- [Given problem]: Can you continue the sigaction manual page below, picking up right after its final sentence?

──────── Text shown ────────

SIGACTION(2) OpenBSD Programmer's Manual SIGACTION(2)NAMEsigaction - software signal facilities
SYNOPSIS
#include <signal.h>
struct sigaction {
union { /* signal handler */
void (*__sa_handler)(int);
void (*__sa_sigaction)(int, siginfo_t *, void *);
} __sigaction_u;
sigset_t sa_mask; /* signal mask to apply */
int sa_flags; /* see signal options below */
};
#define sa_handler __sigaction_u.__sa_handler
#define sa_sigaction __sigaction_u.__sa_sigaction
int
sigaction(int sig, const struct sigaction *act, struct sigaction *oact);
DESCRIPTION
The system defines a set of signals that may be delivered to a process.
Signal delivery resembles the occurrence of a hardware interrupt: the
signal is normally blocked from further occurrence, the current process
context is saved, and a new one is built. A process may specify a
handler to which a signal is delivered, or specify that a signal is to be
ignored. A process may also specify that a default action is to be taken
by the system when a signal occurs. A signal may also be blocked, in
which case its delivery is postponed until it is unblocked. The action
to be taken on delivery is determined at the time of delivery. Normally,
signal handlers execute on the current stack of the process. This may be
changed, on a per-handler basis, so that signals are taken on a special
signal stack.
Signal routines normally execute with the signal that caused their
invocation blocked, but other signals may yet occur. A global signal
mask defines the set of signals currently blocked from delivery to a
process. The signal mask for a process is initialized from that of its
parent (normally empty). It may be changed with a sigprocmask(2) call,
or when a signal is delivered to the process.
When a signal condition arises for a process, the signal is added to a
set of signals pending for the process. If the signal is not currently
blocked by the process then it is delivered to the process. Signals may
be delivered any time a process enters the operating system (e.g., during
a system call, page fault or trap, or clock interrupt). If multiple
signals are ready to be delivered at the same time, any signals that
could be caused by traps are delivered first. Additional signals may be
processed at the same time, with each appearing to interrupt the handlers
for the previous signals before their first instructions. The set of
pending signals is returned by the sigpending(2) function. When a caught
signal is delivered, the current state of the process is saved, a new
signal mask is calculated (as described below), and the signal handler is
invoked. The call to the handler is arranged so that if the signal
handling routine returns normally the process will resume execution in
the context from before the signal's delivery. If the process wishes to
resume in a different context, then it must arrange to restore the
previous context itself.

──────── Extracted records ────────

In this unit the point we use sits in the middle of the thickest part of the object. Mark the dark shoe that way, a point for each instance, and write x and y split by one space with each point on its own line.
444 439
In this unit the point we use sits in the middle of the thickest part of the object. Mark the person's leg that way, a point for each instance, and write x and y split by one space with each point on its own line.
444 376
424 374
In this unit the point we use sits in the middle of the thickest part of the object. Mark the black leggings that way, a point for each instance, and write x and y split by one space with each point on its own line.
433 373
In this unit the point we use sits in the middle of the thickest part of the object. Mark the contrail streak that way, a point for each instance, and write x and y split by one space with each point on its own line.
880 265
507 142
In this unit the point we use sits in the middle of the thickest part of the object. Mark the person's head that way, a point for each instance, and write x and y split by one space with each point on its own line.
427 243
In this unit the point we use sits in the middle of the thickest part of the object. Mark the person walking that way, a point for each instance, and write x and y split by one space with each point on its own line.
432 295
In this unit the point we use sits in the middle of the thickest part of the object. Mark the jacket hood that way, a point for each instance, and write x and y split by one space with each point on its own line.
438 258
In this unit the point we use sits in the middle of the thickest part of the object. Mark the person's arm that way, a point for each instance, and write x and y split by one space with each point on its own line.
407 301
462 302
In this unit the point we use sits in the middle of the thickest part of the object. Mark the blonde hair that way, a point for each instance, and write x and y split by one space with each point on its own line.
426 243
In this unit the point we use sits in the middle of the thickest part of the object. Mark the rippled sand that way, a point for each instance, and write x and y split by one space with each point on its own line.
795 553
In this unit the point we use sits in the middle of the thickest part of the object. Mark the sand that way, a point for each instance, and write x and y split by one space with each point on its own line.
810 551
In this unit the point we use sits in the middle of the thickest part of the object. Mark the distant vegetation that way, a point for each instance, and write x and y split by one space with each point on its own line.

────────

- [Reply to the exercise]:
When a signal is delivered to a process a new signal mask is installed
for the duration of the process' signal handler (or until a
sigprocmask(2) call is made). This mask is formed by taking the union of
the current signal mask set, the signal to be delivered, and the signal
mask sa_mask associated with the handler to be invoked, but always
excluding SIGKILL and SIGSTOP.
sigaction() assigns an action for a signal specified by sig. If act is
non-zero, it specifies an action (SIG_DFL, SIG_IGN, or a handler routine)
and mask to be used when delivering the specified signal. If oact is
non-zero, the previous handling information for the signal is returned to
the user.
Once a signal handler is installed, it normally remains installed until
another sigaction() call is made, or an execve(2) is performed. The
value of sa_handler (or, if the SA_SIGINFO flag is set, the value of
sa_sigaction instead) indicates what action should be performed when a
signal arrives. A signal-specific default action may be reset by setting
sa_handler to SIG_DFL. Alternately, if the SA_RESETHAND flag is set the
default action will be reinstated when the signal is first posted. The
defaults are process termination, possibly with core dump; no action;
stopping the process; or continuing the process. See the signal list
below for each signal's default action. If sa_handler is SIG_DFL, the
default action for the signal is to discard the signal, and if a signal
is pending, the pending signal is discarded even if the signal is masked.
If sa_handler is set to SIG_IGN, current and pending instances of the
signal are ignored and discarded. If sig is SIGCHLD and sa_handler is
set to SIG_IGN, the SA_NOCLDWAIT flag (described below) is implied.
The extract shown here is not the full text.